Public Member Functions inherited from Geom_Surface
occ::handle< Geom_Surface >	UReversed () const
	Reverses the U direction of parametrization of <me>. The bounds of the surface are not modified. A copy of <me> is returned.

occ::handle< Geom_Surface >	VReversed () const
	Reverses the V direction of parametrization of <me>. The bounds of the surface are not modified. A copy of <me> is returned.

virtual double	UPeriod () const
	Returns the period of this surface in the u parametric direction. Raises if the surface is not uperiodic.

virtual double	VPeriod () const
	Returns the period of this surface in the v parametric direction. raises if the surface is not vperiodic.

void	D0 (const double U, const double V, gp_Pnt &P) const
	Computes the point of parameter (U, V).

void	D1 (const double U, const double V, gp_Pnt &P, gp_Vec &D1U, gp_Vec &D1V) const
	Computes the point and first partial derivatives.

void	D2 (const double U, const double V, gp_Pnt &P, gp_Vec &D1U, gp_Vec &D1V, gp_Vec &D2U, gp_Vec &D2V, gp_Vec &D2UV) const
	Computes the point and partial derivatives up to 2nd order.

void	D3 (const double U, const double V, gp_Pnt &P, gp_Vec &D1U, gp_Vec &D1V, gp_Vec &D2U, gp_Vec &D2V, gp_Vec &D2UV, gp_Vec &D3U, gp_Vec &D3V, gp_Vec &D3UUV, gp_Vec &D3UVV) const
	Computes the point and partial derivatives up to 3rd order.

gp_Vec	DN (const double U, const double V, const int Nu, const int Nv) const
	Computes the derivative of order Nu in U and Nv in V.

gp_Pnt	Value (const double U, const double V) const
	Computes the point of parameter (U, V) on the surface.

Public Member Functions inherited from Geom_Geometry
void	Mirror (const gp_Pnt &P)
	Performs the symmetrical transformation of a Geometry with respect to the point P which is the center of the symmetry.

void	Mirror (const gp_Ax1 &A1)
	Performs the symmetrical transformation of a Geometry with respect to an axis placement which is the axis of the symmetry.

void	Mirror (const gp_Ax2 &A2)
	Performs the symmetrical transformation of a Geometry with respect to a plane. The axis placement A2 locates the plane of the symmetry : (Location, XDirection, YDirection).

void	Rotate (const gp_Ax1 &A1, const double Ang)
	Rotates a Geometry. A1 is the axis of the rotation. Ang is the angular value of the rotation in radians.

void	Scale (const gp_Pnt &P, const double S)
	Scales a Geometry. S is the scaling value.

void	Translate (const gp_Vec &V)
	Translates a Geometry. V is the vector of the translation.

void	Translate (const gp_Pnt &P1, const gp_Pnt &P2)
	Translates a Geometry from the point P1 to the point P2.

- [Entries shown]
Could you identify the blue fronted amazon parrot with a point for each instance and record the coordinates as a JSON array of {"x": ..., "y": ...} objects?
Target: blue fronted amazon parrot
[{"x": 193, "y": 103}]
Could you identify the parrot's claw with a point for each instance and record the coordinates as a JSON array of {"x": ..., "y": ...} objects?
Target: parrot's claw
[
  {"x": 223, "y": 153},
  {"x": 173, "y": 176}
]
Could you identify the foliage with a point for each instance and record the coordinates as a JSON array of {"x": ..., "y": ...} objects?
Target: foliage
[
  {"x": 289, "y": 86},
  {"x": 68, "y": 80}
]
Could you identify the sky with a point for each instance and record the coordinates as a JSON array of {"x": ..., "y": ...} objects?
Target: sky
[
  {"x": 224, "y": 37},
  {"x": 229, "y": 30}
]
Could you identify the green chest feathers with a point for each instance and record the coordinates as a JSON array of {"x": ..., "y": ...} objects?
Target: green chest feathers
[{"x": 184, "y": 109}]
* * *
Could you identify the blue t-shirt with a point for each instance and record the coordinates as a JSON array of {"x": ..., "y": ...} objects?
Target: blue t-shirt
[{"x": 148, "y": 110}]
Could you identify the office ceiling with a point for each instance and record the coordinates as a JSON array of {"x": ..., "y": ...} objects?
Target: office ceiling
--
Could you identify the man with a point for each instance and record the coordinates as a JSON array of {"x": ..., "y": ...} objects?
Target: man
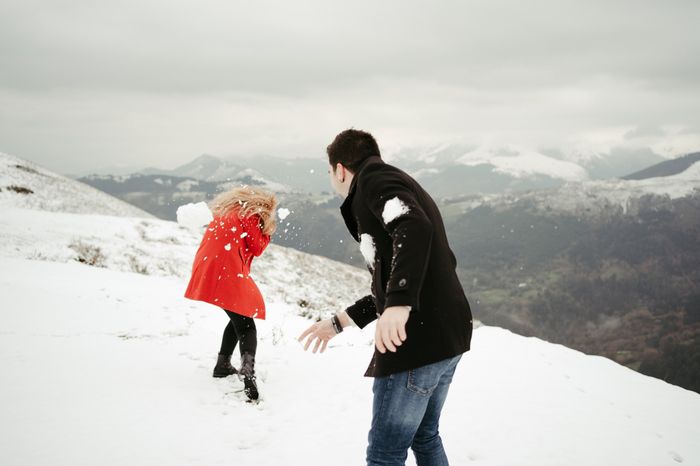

- [Written tasks]
**1)** Extract the passage of the function reference starting with "Scales a Geometry." and going on through "const gp_Pnt &P2)", copied word for word.
**2)** Copy the records starting with the line with "Could you identify the blue t-shirt" and going on through the line with "Target: office ceiling", including both of those lines, and reproduce only these lines unchanged.

- [Answers by task]
**1)**
Scales a Geometry. S is the scaling value.

void	Translate (const gp_Vec &V)
	Translates a Geometry. V is the vector of the translation.

void	Translate (const gp_Pnt &P1, const gp_Pnt &P2)

**2)**
Could you identify the blue t-shirt with a point for each instance and record the coordinates as a JSON array of {"x": ..., "y": ...} objects?
Target: blue t-shirt
[{"x": 148, "y": 110}]
Could you identify the office ceiling with a point for each instance and record the coordinates as a JSON array of {"x": ..., "y": ...} objects?
Target: office ceiling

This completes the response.